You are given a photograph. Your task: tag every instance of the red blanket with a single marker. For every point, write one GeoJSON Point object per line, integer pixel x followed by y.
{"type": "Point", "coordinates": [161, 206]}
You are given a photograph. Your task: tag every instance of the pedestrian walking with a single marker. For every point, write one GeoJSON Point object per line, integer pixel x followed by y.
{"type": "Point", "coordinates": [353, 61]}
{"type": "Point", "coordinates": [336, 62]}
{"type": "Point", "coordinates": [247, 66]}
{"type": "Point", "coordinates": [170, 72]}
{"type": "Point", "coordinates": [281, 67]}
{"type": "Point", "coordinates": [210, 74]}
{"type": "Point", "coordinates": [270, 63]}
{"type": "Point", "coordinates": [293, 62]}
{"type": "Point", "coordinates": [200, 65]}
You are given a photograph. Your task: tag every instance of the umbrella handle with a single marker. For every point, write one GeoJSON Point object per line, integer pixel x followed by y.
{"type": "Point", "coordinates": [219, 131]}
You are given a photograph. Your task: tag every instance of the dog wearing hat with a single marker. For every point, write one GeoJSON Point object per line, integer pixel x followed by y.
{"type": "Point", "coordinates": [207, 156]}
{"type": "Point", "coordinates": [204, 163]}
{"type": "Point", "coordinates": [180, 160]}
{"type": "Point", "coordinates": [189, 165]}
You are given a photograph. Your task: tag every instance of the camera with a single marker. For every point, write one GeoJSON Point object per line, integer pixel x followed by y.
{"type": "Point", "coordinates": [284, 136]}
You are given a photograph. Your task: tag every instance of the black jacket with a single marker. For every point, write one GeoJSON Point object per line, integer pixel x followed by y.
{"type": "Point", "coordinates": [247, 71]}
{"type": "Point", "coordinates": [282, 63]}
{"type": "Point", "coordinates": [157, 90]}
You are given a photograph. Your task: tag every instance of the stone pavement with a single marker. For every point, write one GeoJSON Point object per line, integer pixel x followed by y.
================================
= Exercise task =
Reproduce all of the data above once more, character for character, without changing, adding, or dropping anything.

= Reply to the exercise =
You are given a photograph. Your task: tag every instance of the red blanket with a single marker. For every point, write one GeoJSON Point object per line, integer pixel x followed by y.
{"type": "Point", "coordinates": [161, 206]}
You are given a photograph. Your task: tag every instance of the pedestrian walking with a single marker. For every point, write one GeoJSON Point object per line, integer pixel x followed by y.
{"type": "Point", "coordinates": [353, 61]}
{"type": "Point", "coordinates": [336, 62]}
{"type": "Point", "coordinates": [247, 66]}
{"type": "Point", "coordinates": [170, 72]}
{"type": "Point", "coordinates": [281, 67]}
{"type": "Point", "coordinates": [210, 74]}
{"type": "Point", "coordinates": [270, 63]}
{"type": "Point", "coordinates": [293, 62]}
{"type": "Point", "coordinates": [200, 65]}
You are given a photograph. Your task: tag every instance of the umbrella handle with a single marker. For every point, write one GeoJSON Point object per line, integer pixel x followed by y.
{"type": "Point", "coordinates": [219, 131]}
You are given a photograph. Your task: tag every instance of the dog wearing hat with a single marker. For every point, write one GeoJSON Point object per line, integer pixel x followed by y.
{"type": "Point", "coordinates": [207, 156]}
{"type": "Point", "coordinates": [204, 163]}
{"type": "Point", "coordinates": [180, 160]}
{"type": "Point", "coordinates": [189, 165]}
You are given a photograph. Your task: tag every instance of the camera with a single marker. For every point, write one GeoJSON Point object per line, integer pixel x followed by y.
{"type": "Point", "coordinates": [284, 136]}
You are given a photograph. Your task: tag every instance of the black jacket with a single marker. For every point, write one GeoJSON Point object per line, integer pixel x followed by y.
{"type": "Point", "coordinates": [247, 71]}
{"type": "Point", "coordinates": [282, 63]}
{"type": "Point", "coordinates": [157, 90]}
You are given a photograph. Your task: tag every instance of the stone pavement with a single marker. For every point, write one GeoJSON Point object per line, integer pixel x followed by y.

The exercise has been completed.